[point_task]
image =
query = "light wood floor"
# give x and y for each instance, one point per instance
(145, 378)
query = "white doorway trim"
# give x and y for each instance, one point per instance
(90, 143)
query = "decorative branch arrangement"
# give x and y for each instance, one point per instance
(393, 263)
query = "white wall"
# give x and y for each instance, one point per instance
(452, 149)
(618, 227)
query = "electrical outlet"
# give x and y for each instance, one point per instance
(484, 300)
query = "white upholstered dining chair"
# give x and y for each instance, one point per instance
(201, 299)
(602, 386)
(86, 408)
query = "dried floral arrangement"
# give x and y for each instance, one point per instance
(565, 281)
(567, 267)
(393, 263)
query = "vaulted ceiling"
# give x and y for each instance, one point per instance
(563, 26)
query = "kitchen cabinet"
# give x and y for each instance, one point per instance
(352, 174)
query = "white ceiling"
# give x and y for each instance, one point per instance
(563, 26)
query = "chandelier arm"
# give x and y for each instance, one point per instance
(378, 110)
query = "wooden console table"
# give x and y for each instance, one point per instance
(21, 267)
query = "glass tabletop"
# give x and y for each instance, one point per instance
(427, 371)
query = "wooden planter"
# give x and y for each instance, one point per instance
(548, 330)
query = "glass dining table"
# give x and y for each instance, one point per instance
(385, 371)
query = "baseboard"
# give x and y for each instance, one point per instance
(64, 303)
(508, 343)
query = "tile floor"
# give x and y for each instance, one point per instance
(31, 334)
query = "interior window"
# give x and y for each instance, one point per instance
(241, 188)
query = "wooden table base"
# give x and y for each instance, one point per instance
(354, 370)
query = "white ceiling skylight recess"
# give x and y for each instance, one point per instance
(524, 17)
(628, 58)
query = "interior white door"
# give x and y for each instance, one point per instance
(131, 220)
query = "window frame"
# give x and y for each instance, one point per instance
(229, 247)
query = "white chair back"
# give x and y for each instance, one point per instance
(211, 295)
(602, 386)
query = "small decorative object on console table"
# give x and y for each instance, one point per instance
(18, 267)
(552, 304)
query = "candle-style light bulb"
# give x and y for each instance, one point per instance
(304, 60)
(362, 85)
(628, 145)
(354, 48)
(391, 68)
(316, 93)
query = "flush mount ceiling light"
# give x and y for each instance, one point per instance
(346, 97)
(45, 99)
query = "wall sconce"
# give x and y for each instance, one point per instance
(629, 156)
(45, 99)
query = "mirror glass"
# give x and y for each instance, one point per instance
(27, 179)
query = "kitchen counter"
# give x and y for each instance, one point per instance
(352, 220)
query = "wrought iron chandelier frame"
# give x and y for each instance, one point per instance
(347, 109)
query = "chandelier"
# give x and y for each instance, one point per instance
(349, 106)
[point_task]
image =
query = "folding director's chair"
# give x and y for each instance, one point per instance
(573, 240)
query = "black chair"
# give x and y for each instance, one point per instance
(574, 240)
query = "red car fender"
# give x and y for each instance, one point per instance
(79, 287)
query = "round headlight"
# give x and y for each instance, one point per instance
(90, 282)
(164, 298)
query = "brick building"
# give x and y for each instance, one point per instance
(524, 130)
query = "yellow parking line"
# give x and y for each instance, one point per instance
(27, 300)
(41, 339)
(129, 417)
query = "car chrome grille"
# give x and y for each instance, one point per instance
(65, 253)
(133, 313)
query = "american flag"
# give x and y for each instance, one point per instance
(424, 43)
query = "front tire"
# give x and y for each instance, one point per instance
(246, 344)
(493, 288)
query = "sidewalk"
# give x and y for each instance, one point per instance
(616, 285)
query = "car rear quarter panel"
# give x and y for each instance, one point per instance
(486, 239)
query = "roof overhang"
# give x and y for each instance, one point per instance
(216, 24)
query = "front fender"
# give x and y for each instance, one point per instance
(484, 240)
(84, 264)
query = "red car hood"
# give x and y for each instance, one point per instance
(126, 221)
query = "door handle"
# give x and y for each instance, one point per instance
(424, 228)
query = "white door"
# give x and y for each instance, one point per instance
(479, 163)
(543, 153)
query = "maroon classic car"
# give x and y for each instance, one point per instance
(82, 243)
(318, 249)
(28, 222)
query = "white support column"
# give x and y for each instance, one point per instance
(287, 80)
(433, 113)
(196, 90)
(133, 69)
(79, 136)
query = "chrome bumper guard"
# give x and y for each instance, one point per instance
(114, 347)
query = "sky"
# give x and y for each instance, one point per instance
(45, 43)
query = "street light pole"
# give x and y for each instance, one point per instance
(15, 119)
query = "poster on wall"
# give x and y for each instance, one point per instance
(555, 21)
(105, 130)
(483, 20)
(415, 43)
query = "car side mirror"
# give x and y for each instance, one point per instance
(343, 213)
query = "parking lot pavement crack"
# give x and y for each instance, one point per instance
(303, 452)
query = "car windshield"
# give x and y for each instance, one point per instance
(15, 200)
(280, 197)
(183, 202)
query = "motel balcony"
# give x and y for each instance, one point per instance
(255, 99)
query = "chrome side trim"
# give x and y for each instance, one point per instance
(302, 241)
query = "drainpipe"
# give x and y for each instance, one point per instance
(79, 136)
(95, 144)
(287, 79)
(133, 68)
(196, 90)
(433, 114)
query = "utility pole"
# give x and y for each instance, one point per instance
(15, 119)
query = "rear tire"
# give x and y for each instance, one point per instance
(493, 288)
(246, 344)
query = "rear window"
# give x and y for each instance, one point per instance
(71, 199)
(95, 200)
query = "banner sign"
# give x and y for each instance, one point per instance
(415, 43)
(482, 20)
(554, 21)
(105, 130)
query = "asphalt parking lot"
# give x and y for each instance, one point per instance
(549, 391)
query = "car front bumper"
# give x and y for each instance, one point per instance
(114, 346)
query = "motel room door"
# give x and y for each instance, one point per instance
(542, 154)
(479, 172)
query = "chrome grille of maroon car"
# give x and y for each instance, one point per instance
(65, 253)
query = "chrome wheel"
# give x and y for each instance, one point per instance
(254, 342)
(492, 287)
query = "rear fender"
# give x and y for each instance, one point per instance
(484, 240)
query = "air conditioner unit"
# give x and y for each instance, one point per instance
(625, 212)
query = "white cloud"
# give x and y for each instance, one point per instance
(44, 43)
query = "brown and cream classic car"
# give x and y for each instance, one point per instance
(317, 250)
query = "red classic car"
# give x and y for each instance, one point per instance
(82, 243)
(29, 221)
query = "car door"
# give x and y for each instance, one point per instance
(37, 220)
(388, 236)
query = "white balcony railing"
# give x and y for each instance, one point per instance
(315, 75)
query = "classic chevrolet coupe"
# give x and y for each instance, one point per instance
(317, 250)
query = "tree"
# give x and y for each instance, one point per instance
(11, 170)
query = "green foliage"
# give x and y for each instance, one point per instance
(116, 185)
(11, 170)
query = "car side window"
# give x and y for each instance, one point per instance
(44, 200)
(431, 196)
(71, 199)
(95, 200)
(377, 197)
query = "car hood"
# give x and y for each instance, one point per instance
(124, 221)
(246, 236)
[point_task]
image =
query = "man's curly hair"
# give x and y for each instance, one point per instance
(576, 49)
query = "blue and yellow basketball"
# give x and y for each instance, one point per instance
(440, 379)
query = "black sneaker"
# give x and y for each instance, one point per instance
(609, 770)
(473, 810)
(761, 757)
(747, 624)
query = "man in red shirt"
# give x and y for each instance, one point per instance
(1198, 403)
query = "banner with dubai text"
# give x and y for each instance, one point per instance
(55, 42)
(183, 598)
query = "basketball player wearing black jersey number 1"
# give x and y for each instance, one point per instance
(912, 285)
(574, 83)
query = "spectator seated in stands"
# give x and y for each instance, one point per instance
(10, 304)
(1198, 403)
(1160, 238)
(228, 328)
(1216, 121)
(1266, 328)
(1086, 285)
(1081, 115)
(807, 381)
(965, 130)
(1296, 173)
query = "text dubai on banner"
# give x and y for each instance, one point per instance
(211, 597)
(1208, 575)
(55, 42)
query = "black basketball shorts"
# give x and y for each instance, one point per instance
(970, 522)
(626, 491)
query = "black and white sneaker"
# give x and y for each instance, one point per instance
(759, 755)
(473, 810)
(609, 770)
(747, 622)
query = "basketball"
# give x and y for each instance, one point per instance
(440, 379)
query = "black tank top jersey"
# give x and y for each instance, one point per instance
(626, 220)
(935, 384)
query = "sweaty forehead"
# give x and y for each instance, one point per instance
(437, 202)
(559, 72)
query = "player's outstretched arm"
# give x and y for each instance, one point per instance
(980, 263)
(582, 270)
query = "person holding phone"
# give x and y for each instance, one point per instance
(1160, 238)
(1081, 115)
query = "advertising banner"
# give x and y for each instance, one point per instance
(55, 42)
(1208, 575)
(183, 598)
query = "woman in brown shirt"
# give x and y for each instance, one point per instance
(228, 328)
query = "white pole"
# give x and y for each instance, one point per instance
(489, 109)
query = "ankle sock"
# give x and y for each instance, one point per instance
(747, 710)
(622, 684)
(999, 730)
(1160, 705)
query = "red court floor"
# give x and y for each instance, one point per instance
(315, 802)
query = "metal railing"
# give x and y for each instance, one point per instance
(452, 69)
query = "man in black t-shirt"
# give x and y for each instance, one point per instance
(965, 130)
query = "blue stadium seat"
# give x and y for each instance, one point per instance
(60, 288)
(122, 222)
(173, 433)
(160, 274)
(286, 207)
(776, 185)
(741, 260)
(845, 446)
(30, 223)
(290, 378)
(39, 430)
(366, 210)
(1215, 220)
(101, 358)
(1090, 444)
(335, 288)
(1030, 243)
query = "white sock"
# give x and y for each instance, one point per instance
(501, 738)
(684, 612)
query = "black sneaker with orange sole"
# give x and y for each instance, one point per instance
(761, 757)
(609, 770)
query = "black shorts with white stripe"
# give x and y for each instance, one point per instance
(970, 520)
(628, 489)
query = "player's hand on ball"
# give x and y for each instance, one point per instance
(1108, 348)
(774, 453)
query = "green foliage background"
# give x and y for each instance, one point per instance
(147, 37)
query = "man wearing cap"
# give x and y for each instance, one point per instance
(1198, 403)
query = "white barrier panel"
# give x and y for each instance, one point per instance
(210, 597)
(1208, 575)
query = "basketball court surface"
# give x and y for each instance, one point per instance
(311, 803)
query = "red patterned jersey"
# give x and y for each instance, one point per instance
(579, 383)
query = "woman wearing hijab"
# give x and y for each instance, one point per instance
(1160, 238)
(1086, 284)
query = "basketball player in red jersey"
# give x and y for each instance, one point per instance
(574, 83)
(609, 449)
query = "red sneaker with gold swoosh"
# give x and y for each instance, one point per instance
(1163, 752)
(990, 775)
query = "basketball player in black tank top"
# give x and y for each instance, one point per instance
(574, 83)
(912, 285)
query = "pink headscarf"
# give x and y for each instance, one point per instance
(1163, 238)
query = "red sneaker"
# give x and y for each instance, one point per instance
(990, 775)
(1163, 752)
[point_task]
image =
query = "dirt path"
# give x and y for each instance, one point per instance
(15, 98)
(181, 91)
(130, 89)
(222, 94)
◇ ◇ ◇ ◇ ◇ ◇ ◇
## PROBLEM TO WORK ON
Through the last line of the entries above, beginning at the line containing "shorts with white", transcribe each line exactly, both ends included and nothing more.

## EXERCISE RESPONSE
query = "black shorts with white stripe"
# give x and y for each instance, one point per instance
(970, 520)
(628, 489)
query = "player's hand on ball"
# give x and y for each instance, one point per instance
(1108, 348)
(774, 453)
query = "green foliage background"
# give x and y for each instance, one point per instance
(147, 37)
query = "man wearing cap"
# give x and y for each instance, one point per instance
(1198, 403)
query = "white barrier panel"
# give x and y for each instance, one point per instance
(210, 597)
(1208, 575)
query = "basketball court surface"
# give x and y for each instance, one point per instance
(311, 803)
query = "red patterned jersey"
# give x and y for each instance, one point per instance
(579, 383)
query = "woman wearing hijab"
# give x and y for each instance, one point per instance
(1160, 238)
(1086, 284)
query = "basketball player in red jersey"
# give x and y for each instance, one point per instance
(574, 83)
(609, 449)
query = "red sneaker with gold swoosh"
# give x and y for each instance, one point per instance
(1163, 752)
(990, 775)
query = "basketball player in black tank top"
# give x and y for each instance, one point per instance
(574, 83)
(912, 285)
query = "pink headscarf"
# give x and y for each instance, one point per instance
(1163, 238)
query = "red sneaker"
# give x and y for each instance, one point per instance
(990, 775)
(1163, 752)
[point_task]
image =
query = "dirt path"
# give x and y for each instance, one point per instance
(15, 98)
(181, 91)
(130, 89)
(222, 94)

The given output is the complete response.